* [TASK DESCRIPTION]
Return each line of the records that contains the word "roof", copying it unchanged.

[Raw records]
========
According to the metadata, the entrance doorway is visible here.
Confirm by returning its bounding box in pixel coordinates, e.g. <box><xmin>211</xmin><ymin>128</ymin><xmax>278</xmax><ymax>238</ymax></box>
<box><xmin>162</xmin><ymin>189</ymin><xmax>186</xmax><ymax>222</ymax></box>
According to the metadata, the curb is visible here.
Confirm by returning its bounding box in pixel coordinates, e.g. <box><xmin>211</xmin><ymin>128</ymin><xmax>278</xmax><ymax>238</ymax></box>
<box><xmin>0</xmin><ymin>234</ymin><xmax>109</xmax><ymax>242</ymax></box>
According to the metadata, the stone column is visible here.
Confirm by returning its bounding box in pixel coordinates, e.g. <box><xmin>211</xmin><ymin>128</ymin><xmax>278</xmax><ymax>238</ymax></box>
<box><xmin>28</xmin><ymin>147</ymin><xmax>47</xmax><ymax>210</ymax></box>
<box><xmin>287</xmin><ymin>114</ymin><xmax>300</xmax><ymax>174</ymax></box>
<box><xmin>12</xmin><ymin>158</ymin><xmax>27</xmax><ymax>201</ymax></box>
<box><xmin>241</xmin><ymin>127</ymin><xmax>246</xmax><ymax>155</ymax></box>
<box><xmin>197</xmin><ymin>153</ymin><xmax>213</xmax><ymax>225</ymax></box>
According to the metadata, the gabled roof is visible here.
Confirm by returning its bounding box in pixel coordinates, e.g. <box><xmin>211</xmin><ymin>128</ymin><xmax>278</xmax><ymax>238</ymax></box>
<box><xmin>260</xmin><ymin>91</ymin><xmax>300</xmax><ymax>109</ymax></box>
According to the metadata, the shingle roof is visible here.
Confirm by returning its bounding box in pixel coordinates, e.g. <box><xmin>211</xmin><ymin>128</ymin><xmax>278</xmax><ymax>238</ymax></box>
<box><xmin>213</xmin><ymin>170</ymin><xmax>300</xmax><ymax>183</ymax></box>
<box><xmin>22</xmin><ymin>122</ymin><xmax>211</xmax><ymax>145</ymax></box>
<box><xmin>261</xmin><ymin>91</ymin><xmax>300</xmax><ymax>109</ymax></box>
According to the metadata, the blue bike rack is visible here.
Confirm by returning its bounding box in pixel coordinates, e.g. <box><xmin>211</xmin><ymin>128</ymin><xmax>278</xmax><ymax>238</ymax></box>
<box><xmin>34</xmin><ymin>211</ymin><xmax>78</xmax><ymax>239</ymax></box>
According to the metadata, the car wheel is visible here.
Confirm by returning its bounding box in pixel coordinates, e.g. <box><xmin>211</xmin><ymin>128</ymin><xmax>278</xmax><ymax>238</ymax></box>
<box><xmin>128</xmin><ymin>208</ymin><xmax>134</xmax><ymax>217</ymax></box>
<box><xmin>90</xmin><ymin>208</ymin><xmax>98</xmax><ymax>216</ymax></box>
========
* [COMPLETE ANSWER]
According to the metadata, the gabled roof is visible here.
According to the metadata, the shingle roof is visible here.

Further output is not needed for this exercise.